[start of Task input]
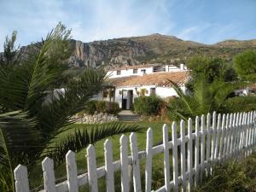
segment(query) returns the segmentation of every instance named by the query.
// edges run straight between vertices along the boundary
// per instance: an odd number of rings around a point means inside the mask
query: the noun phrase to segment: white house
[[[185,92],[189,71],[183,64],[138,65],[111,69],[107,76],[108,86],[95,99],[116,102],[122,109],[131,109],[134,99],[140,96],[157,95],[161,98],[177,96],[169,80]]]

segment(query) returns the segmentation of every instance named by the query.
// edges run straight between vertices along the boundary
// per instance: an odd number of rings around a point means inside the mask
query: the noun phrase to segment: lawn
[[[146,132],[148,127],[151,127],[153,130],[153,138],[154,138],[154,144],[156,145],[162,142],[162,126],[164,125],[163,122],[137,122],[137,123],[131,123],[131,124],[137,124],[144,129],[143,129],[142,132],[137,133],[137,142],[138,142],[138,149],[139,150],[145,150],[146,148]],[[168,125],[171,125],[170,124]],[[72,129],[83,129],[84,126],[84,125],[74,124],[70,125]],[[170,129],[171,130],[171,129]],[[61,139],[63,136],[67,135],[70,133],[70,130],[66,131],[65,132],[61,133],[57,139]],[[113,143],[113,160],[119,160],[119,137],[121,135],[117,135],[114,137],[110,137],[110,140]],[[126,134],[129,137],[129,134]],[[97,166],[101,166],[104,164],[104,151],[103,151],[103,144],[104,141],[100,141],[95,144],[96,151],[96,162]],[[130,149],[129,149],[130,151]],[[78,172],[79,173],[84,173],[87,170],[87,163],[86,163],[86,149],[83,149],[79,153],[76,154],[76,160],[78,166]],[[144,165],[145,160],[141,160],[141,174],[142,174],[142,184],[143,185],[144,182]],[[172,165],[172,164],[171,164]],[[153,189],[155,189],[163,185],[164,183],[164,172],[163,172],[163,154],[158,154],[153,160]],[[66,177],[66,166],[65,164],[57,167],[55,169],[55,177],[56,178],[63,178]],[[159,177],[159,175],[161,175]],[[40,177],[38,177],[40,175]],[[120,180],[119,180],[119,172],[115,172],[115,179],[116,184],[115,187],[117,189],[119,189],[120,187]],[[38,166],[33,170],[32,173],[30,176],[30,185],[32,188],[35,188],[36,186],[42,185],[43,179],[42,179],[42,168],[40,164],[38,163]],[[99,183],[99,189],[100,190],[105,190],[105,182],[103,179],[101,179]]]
[end of Task input]
[start of Task input]
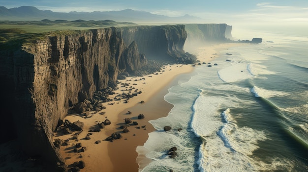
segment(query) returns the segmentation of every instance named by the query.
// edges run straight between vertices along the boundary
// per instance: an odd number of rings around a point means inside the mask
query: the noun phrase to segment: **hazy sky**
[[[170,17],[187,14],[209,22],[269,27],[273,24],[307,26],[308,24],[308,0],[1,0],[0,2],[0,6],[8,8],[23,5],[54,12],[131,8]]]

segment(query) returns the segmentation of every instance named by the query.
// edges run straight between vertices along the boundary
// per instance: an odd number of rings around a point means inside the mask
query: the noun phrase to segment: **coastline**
[end of Task input]
§ Your task: Extract each line of the records above that contains the word "noun".

§ Reply:
query: the noun phrase to segment: white house
query: the noun phrase to segment: lawn
query: the noun phrase to segment: **hazy sky**
query: the noun phrase to segment: **coastline**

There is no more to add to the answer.